(Aufgaben)
• A. An welchem Datum trat Herbert Krejci laut dem Text über Alois Mock und die Industriellenvereinigung in der Sendung Zeit-im-Bild 2 auf?
• B. Setze bitte den Text über Alois Mock und die Industriellenvereinigung im Anschluss an seinen letzten Satz fort.

Da die Industriellenvereinigung für ihre finanzielle Leistung an die ÖVP nicht die entsprechende politische Leistung bekam, nahm sie ihren Parteivorsitzen­den zur Geisel, anders ist das nicht zu benennen. Gleich nach Beginn der politischen Herbstsaison brachte sie Alois Mock und mit ihm seine Partei vollständig in ihre Gewalt. Es war der 10. September 1987 als Herbert Krejci, der vom großen in- und ausländischen Geld finanzierte insgeheime Kanzler der Republik, in der Sendung Zeit-im-Bild 2 auftrat und dort den Abschuß Mocks forderte, indem er nach einem Stauffenberg rief, der ihn beseitige. (Stauffenberg ist jener Oberst, der am 20. Juli 1944 mit einem Sprengstoffat­tentat Adolf Hitler zu beseitigen versucht hat.) Brutaler hätte die brutale Absicht nicht kundgetan werden können: „Ich schätze Mock menschlich sehr, aber es gibt starke Abnützungserscheinungen. Ich artikuliere hier, was hinter vorgehaltener Hand überall gesagt wird. Da muß einer Stauffenberg spielen, den will niemand spielen. Ich spiele ihn nicht. Um diese Sache kommen wir nicht herum. Ich werde von hunderten Leuten angesprochen: Wann werden wir wieder eine führungsfähige Führung bekommen?“ (ZiB 2,10.9.1987)

(Vorgegebene Zeilen)
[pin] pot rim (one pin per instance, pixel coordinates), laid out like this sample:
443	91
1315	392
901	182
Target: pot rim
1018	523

--

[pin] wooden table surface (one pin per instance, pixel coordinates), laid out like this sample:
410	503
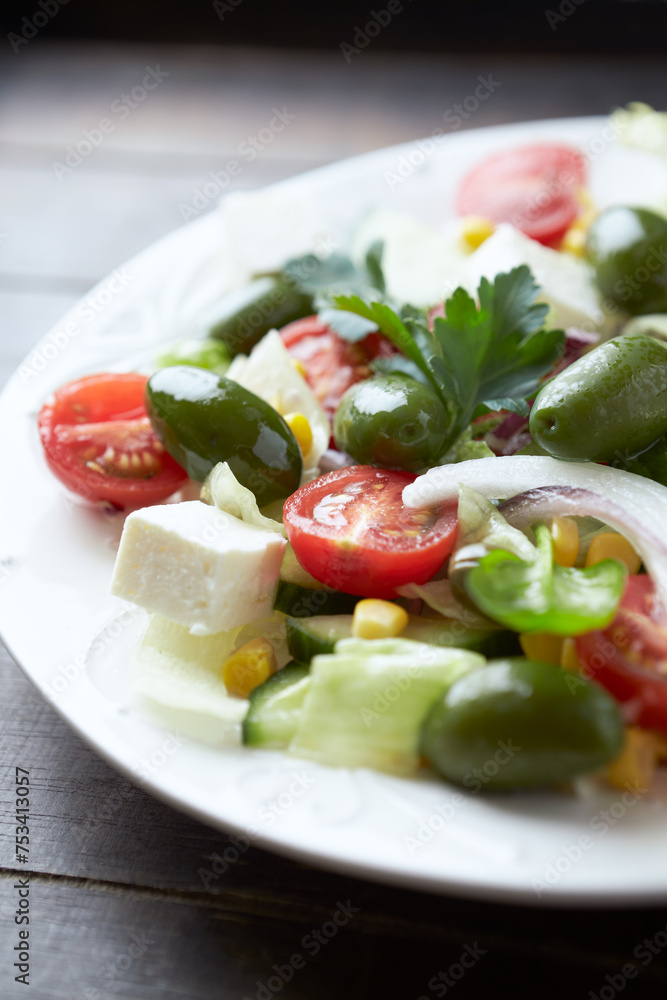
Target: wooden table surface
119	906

...

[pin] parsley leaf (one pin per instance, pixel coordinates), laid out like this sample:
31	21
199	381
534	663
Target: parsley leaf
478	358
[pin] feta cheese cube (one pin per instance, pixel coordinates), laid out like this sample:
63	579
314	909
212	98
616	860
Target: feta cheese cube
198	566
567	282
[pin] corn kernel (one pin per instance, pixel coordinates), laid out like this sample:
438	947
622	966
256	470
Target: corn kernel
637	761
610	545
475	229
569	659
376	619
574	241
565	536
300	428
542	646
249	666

(Ergebnisse)
• A. Am 10. September 1987.

• B.
Im Kurier, dem Sprachrohr Krejcis, unterstützte ihn sein dienstwilliger Chefredakteur: „Herbert Krejci, Generalsekretär der Industriellenvereinigung hat eine harte Wahrheit öffentlich ausgesprochen: die ÖVP ist in einer Führungs­krise, Alois Mock hat seine Chance auf eine Führungsrolle in diesem Land längst verspielt.“ (Kommentator „Rau“, 12.9.1987) Die Presse klärte auf: „Herbert Krejci spricht als Exponent einer Interessensvereinigung. Und diese spendet jährlich nicht wenig für den Unterhalt und Weiterbestand der Volks­partei. Wer zahlt, schafft an: dieser ungute Eindruck muß in der Öffentlichkeit entstehen.“ (12.9.1987) Ist hier wirklich ein unguter Eindruck von den Zuständen entstanden und nicht umgekehrt ein sehr guter Eindruck von ganz unguten Zuständen?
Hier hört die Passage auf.